### Work to complete
Your task is to reproduce exactly the lines from the line with "Objective - one point per instance of the dark vehicle" through the end of the records below.
** START Supplied records **
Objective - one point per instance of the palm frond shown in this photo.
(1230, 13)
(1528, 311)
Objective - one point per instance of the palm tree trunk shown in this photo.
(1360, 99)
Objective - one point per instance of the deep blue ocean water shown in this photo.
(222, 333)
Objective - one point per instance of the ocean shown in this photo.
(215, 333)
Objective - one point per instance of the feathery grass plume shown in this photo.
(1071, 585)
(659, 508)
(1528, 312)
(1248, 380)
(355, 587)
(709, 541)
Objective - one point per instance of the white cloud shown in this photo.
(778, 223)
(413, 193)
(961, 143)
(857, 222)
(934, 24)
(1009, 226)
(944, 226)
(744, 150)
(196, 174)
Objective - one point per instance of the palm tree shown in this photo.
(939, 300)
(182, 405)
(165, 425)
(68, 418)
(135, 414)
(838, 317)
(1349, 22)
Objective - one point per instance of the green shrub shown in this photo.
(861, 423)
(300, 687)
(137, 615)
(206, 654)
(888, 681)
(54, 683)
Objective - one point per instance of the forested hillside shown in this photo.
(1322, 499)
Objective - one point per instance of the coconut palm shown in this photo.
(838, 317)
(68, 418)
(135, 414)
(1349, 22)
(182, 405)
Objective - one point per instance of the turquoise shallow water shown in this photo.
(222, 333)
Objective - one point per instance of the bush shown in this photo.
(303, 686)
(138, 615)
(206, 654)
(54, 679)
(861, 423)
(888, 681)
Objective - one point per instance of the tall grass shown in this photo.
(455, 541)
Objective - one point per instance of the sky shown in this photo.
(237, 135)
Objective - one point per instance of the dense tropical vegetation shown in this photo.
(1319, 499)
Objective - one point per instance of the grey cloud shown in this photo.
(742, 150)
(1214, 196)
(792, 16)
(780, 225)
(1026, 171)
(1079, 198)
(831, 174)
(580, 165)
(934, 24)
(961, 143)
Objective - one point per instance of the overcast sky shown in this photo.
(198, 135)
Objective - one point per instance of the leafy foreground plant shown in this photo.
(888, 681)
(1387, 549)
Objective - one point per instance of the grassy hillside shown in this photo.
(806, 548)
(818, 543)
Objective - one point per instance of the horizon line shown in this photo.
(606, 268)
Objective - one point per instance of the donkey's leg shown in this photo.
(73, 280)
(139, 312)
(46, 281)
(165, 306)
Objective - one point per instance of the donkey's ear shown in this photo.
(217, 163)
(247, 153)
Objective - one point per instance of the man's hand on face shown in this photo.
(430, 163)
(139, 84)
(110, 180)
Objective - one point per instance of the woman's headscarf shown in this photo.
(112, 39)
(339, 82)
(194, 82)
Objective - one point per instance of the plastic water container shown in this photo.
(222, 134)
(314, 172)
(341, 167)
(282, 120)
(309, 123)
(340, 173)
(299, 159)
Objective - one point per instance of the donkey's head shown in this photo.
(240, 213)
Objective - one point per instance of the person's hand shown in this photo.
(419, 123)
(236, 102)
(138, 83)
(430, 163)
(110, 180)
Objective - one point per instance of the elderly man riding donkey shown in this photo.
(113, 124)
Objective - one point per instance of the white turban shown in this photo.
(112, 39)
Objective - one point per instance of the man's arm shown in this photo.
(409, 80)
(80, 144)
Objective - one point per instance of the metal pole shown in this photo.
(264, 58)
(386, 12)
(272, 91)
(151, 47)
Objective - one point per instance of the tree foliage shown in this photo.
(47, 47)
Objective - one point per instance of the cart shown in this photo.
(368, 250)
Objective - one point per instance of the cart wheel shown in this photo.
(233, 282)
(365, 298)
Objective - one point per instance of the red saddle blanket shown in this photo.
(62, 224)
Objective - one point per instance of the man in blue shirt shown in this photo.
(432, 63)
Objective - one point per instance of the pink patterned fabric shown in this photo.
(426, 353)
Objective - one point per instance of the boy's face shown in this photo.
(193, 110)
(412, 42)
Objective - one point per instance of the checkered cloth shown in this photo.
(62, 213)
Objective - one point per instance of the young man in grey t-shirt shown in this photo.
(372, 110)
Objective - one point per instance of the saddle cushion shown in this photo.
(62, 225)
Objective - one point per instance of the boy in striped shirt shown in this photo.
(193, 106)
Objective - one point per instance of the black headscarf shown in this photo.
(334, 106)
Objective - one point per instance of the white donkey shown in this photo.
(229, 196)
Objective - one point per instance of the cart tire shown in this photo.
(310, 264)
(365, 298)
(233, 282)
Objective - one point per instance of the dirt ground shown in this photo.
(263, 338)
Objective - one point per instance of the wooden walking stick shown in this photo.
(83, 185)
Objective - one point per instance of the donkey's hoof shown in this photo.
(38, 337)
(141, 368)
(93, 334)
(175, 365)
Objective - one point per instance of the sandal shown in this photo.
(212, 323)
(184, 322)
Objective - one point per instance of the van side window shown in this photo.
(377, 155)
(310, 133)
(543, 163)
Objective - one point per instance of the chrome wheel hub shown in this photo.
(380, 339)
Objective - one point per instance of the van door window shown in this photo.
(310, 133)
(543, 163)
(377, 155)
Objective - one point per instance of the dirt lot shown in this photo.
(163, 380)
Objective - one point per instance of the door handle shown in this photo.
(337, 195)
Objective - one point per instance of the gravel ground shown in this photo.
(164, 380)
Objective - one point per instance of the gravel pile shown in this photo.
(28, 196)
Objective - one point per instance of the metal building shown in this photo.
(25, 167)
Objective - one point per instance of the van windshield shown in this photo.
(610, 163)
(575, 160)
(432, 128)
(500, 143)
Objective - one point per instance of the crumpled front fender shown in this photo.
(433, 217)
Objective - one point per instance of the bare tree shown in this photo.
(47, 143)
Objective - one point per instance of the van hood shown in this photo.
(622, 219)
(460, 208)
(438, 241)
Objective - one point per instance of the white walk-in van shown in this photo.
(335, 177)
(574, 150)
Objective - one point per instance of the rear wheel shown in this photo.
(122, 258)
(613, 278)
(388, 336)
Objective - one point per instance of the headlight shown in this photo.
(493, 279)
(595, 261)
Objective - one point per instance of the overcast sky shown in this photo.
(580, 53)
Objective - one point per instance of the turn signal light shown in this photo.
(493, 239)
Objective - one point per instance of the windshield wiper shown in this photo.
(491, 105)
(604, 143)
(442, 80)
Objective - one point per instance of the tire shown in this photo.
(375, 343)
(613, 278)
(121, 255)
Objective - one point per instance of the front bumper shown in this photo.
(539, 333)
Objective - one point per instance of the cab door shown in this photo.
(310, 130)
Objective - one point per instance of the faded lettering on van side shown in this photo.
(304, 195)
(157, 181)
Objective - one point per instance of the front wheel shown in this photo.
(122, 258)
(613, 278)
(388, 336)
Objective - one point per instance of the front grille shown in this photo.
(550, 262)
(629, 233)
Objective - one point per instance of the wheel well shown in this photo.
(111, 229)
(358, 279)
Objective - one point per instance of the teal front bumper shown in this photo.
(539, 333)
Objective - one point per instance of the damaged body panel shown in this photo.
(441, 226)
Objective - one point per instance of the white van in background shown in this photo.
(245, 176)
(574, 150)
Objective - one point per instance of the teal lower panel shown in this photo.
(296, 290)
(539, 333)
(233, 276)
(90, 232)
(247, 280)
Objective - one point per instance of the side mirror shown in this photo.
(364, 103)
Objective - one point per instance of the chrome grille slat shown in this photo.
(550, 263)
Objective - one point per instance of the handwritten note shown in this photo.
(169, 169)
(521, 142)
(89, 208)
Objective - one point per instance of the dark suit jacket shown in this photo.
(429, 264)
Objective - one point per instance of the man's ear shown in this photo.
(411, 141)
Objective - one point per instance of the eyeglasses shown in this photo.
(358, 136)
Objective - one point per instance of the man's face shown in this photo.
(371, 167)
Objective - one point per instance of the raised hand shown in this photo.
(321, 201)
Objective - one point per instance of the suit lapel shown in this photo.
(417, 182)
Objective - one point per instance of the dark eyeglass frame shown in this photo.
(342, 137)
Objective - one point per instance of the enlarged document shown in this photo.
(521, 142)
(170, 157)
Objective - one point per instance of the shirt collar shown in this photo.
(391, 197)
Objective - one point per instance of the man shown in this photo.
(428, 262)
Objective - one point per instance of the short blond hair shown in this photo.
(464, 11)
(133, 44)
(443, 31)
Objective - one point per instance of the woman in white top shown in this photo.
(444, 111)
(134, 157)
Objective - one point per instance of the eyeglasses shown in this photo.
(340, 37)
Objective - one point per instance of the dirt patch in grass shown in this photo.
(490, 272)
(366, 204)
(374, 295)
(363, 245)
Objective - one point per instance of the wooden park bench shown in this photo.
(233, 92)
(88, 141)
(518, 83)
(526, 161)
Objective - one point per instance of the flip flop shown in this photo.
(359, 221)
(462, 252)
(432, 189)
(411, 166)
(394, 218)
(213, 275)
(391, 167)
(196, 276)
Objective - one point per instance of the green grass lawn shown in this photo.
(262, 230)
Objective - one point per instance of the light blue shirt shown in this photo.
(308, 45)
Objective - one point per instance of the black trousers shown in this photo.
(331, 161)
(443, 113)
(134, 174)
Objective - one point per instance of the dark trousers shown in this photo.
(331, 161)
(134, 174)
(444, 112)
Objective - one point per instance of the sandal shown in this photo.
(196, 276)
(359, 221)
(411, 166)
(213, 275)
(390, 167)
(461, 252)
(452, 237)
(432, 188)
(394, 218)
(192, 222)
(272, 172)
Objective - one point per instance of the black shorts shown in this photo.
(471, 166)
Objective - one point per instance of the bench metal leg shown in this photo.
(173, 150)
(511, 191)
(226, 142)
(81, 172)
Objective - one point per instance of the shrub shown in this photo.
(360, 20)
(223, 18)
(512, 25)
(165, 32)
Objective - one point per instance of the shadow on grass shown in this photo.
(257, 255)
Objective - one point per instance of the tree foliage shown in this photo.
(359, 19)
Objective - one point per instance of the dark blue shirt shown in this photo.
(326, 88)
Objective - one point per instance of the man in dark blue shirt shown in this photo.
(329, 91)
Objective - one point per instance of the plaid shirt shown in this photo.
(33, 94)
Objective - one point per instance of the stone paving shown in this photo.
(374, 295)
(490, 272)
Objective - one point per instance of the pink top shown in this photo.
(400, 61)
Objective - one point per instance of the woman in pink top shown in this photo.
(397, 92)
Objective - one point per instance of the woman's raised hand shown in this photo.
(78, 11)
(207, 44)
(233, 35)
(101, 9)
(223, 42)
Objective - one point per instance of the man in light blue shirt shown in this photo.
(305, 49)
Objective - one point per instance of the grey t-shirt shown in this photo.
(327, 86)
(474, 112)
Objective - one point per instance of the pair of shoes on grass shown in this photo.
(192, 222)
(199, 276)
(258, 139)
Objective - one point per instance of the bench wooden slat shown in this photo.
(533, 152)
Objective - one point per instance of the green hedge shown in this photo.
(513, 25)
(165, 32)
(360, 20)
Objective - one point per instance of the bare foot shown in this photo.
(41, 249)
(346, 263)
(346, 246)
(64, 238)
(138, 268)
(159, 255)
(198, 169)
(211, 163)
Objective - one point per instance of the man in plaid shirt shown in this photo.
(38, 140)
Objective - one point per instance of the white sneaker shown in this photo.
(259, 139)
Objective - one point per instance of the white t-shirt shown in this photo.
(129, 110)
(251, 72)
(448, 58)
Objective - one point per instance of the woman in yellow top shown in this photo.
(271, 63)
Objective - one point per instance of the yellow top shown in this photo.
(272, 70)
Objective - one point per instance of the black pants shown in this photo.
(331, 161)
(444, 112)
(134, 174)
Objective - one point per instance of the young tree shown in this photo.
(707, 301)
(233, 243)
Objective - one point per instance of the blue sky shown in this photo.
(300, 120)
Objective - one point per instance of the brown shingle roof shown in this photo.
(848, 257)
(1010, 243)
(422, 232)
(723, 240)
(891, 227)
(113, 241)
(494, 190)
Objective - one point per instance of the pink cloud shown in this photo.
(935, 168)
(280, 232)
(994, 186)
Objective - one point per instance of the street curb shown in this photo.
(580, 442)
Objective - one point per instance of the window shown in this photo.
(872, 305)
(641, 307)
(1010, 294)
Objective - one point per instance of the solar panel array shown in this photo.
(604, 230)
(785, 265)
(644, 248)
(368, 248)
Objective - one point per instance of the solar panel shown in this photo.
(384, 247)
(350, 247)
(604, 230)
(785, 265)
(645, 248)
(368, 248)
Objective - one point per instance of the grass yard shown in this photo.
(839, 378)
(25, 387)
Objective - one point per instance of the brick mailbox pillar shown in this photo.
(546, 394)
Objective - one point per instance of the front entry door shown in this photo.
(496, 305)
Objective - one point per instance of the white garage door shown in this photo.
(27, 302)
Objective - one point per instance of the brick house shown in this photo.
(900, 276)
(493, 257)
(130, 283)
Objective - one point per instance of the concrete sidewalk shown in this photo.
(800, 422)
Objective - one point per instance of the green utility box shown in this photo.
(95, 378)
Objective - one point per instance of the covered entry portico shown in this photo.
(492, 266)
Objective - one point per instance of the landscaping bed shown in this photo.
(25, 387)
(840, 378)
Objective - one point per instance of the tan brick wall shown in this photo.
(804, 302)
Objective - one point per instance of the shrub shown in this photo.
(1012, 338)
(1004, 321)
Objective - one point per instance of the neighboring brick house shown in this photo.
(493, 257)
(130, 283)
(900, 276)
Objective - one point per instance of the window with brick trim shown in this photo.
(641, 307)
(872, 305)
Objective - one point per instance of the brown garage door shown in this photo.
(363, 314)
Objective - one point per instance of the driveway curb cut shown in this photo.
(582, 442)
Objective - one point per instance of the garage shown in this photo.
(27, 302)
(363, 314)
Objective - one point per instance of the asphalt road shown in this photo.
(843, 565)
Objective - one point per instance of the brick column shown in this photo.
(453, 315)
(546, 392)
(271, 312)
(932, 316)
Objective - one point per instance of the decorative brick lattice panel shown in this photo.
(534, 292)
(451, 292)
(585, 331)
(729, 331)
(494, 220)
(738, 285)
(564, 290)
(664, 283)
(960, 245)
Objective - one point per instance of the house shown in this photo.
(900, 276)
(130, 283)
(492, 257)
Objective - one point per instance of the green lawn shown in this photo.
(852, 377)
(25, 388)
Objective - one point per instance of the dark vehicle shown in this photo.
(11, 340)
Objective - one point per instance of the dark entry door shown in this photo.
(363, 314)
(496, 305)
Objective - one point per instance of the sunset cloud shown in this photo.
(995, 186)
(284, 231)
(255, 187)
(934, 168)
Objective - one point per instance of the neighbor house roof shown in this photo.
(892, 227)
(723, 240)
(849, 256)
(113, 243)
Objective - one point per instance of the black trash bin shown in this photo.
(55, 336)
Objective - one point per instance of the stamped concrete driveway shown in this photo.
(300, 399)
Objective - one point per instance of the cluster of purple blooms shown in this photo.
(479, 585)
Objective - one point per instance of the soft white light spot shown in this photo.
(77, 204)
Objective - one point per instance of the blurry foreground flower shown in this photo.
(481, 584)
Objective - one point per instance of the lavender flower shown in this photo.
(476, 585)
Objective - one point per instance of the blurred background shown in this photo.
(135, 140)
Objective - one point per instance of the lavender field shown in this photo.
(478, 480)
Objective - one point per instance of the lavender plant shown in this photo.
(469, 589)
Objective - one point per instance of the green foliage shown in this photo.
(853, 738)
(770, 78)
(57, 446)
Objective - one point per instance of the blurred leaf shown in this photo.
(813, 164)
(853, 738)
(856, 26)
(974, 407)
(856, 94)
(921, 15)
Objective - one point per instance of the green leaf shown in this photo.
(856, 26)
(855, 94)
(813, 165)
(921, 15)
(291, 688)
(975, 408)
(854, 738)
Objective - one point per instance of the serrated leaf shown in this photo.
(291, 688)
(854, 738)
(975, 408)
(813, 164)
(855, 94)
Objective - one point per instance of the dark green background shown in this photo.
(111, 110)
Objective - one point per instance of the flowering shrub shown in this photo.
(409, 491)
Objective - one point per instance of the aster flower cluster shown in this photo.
** END Supplied records **
### Final result
Objective - one point per instance of the dark vehicle shown in this photo.
(11, 340)
Objective - one point per instance of the dark entry door shown in this photo.
(363, 314)
(496, 305)
Objective - one point per instance of the sunset cloud shown in this photo.
(995, 186)
(284, 231)
(255, 187)
(934, 168)
Objective - one point per instance of the neighbor house roof shown in this photo.
(892, 227)
(723, 240)
(849, 256)
(113, 243)
Objective - one point per instance of the black trash bin shown in this photo.
(55, 336)
Objective - one point per instance of the stamped concrete driveway shown in this photo.
(300, 399)
Objective - one point per instance of the cluster of purple blooms shown in this photo.
(479, 585)
Objective - one point per instance of the soft white light spot shown in this photo.
(77, 204)
Objective - one point per instance of the blurry foreground flower shown in this photo.
(481, 584)
Objective - one point per instance of the lavender flower shown in this photo.
(476, 585)
Objective - one point per instance of the blurred background shown in this photo.
(135, 140)
Objective - one point per instance of the lavender field shown in this photo.
(478, 480)
Objective - one point per instance of the lavender plant shown in this photo.
(469, 589)
Objective - one point per instance of the green foliage shown in this photo.
(853, 738)
(770, 78)
(57, 446)
Objective - one point per instance of the blurred leaf shown in this photo.
(813, 164)
(853, 738)
(856, 26)
(974, 407)
(856, 94)
(921, 15)
Objective - one point per instance of the green leaf shown in this photo.
(856, 26)
(855, 94)
(813, 165)
(921, 15)
(291, 688)
(975, 408)
(854, 738)
Objective - one point per instance of the serrated leaf shown in this photo.
(291, 688)
(854, 738)
(975, 408)
(813, 164)
(855, 94)
Objective - one point per instance of the dark green background shown in this photo.
(111, 110)
Objective - one point per instance of the flowering shrub shown in this photo.
(409, 491)
Objective - one point per instance of the aster flower cluster shown in this photo.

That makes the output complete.